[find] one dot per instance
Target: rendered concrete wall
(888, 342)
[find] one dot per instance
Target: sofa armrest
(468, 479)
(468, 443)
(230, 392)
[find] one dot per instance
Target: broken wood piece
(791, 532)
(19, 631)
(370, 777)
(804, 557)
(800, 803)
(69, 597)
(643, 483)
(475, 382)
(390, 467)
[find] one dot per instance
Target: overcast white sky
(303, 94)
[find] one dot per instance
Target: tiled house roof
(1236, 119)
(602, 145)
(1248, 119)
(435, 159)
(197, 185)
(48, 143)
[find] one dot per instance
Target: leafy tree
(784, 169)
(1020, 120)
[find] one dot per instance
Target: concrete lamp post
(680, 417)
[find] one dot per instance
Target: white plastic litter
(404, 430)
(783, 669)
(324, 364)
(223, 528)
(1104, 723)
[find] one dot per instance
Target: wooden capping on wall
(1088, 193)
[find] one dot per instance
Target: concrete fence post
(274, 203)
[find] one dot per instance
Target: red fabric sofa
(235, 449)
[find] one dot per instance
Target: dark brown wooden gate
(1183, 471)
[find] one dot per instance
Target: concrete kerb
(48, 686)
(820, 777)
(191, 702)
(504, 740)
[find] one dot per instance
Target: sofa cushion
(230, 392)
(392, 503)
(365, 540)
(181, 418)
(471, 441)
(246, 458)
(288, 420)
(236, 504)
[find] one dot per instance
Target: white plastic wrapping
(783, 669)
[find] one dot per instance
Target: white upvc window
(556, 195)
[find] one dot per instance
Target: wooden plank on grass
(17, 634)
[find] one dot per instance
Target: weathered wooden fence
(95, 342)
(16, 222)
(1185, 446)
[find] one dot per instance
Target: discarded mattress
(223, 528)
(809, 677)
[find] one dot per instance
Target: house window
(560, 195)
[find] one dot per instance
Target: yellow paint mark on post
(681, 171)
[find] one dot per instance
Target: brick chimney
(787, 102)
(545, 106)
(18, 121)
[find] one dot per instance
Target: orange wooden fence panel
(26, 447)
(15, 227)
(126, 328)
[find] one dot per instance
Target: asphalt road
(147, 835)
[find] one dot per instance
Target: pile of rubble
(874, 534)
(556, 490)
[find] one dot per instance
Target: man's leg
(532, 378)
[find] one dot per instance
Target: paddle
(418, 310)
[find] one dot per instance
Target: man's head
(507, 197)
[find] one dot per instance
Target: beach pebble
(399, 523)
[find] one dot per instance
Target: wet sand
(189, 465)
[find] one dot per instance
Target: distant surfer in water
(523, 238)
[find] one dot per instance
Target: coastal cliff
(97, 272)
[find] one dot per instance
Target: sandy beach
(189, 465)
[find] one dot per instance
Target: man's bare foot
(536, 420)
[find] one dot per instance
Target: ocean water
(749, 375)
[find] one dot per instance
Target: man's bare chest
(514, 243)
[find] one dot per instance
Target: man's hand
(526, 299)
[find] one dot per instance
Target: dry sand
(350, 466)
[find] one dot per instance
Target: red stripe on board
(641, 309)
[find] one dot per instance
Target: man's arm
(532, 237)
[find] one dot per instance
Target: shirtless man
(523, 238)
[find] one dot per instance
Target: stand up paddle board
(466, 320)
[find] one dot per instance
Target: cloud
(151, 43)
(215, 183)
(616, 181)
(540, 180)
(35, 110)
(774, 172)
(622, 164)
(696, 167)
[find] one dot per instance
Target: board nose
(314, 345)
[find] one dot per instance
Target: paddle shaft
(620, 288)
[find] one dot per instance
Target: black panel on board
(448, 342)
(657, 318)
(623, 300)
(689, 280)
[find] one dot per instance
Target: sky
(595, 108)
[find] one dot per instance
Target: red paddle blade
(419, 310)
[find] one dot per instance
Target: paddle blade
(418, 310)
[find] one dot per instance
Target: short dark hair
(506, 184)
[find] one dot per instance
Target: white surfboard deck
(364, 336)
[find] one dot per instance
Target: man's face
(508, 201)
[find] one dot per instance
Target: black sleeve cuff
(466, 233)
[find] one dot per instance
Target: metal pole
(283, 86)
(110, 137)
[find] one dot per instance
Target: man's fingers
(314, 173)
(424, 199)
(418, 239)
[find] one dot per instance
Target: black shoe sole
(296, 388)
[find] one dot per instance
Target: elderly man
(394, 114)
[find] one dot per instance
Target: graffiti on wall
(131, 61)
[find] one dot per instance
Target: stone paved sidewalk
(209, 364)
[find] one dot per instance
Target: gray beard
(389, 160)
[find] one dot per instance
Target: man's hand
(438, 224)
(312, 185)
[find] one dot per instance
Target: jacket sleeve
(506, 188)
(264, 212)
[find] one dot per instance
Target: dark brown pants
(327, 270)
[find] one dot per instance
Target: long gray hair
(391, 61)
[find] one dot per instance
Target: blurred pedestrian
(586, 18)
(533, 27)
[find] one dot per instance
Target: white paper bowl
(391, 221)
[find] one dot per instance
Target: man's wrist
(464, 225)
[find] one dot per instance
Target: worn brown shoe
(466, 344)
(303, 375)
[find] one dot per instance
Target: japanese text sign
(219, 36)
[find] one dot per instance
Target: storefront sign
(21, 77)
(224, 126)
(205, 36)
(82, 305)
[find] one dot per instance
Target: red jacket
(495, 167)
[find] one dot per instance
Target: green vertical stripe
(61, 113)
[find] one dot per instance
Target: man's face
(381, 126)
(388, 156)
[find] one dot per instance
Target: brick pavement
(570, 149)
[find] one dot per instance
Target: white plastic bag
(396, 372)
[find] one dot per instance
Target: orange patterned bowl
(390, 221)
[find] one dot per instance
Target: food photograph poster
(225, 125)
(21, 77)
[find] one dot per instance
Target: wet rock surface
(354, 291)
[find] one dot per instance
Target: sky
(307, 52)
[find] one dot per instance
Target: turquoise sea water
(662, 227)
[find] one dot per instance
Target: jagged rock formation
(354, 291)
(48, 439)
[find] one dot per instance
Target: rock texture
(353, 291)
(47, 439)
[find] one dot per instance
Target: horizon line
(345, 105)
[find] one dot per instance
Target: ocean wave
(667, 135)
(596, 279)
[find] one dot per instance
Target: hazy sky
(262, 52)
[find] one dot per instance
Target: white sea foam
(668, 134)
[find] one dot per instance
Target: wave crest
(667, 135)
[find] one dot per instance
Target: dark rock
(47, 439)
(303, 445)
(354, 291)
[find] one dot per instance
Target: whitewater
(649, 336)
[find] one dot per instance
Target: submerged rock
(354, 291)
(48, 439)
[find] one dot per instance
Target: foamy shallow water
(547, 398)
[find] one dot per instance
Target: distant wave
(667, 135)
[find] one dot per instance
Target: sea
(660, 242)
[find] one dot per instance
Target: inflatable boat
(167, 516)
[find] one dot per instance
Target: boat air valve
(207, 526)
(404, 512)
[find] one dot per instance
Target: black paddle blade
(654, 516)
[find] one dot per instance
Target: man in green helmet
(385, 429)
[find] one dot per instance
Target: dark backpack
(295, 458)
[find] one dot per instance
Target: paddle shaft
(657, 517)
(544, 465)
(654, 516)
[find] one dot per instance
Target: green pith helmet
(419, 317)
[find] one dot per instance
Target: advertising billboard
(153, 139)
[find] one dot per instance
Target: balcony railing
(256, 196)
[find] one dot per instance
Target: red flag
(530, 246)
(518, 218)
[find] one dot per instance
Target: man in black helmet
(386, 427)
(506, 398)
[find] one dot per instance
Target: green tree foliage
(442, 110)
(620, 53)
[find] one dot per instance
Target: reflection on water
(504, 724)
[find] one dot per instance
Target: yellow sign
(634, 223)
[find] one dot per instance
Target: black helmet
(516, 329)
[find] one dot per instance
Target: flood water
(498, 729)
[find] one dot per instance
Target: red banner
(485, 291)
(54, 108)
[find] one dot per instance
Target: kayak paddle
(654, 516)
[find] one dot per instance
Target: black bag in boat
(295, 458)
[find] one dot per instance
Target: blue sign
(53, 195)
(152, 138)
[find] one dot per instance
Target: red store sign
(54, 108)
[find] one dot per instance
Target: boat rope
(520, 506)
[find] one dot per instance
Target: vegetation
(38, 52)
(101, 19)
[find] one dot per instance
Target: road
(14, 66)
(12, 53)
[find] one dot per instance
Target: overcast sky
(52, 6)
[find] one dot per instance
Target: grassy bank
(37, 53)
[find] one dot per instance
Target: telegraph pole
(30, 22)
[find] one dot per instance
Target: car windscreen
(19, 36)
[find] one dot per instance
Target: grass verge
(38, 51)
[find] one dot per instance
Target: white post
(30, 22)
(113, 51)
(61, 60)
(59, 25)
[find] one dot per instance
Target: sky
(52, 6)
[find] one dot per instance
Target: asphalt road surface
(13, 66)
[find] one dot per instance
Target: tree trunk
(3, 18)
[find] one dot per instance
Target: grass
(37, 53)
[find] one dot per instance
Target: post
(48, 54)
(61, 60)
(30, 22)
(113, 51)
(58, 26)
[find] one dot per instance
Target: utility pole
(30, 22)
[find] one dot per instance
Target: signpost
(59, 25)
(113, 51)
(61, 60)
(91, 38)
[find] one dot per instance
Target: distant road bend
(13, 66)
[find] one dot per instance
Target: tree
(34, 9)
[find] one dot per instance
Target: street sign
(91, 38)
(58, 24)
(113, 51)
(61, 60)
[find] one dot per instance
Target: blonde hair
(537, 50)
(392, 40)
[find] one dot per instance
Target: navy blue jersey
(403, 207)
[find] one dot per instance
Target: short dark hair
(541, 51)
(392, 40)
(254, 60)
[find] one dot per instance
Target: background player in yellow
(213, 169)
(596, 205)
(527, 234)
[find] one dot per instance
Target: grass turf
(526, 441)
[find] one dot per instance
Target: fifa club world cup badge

============

● The task
Recast the stretch from the start of the items through the line containing "(1088, 193)" as a JSON list of strings, one string per line, with blank lines omitted.

● Response to the task
[
  "[find] one dot per instance",
  "Target: rendered concrete wall",
  "(888, 342)",
  "[find] one dot per instance",
  "Target: sofa armrest",
  "(468, 479)",
  "(468, 443)",
  "(230, 392)",
  "[find] one dot per instance",
  "Target: broken wood piece",
  "(791, 532)",
  "(19, 631)",
  "(370, 777)",
  "(804, 557)",
  "(800, 803)",
  "(69, 597)",
  "(643, 483)",
  "(475, 382)",
  "(390, 467)",
  "[find] one dot per instance",
  "Target: overcast white sky",
  "(303, 94)",
  "[find] one dot per instance",
  "Target: tiled house roof",
  "(1236, 119)",
  "(602, 145)",
  "(1248, 119)",
  "(435, 159)",
  "(197, 185)",
  "(48, 143)",
  "[find] one dot per instance",
  "Target: leafy tree",
  "(784, 169)",
  "(1020, 120)",
  "[find] one dot per instance",
  "Target: concrete lamp post",
  "(680, 417)",
  "[find] one dot per instance",
  "Target: white plastic litter",
  "(404, 430)",
  "(783, 669)",
  "(324, 364)",
  "(223, 528)",
  "(1104, 723)",
  "[find] one dot per instance",
  "Target: wooden capping on wall",
  "(1088, 193)"
]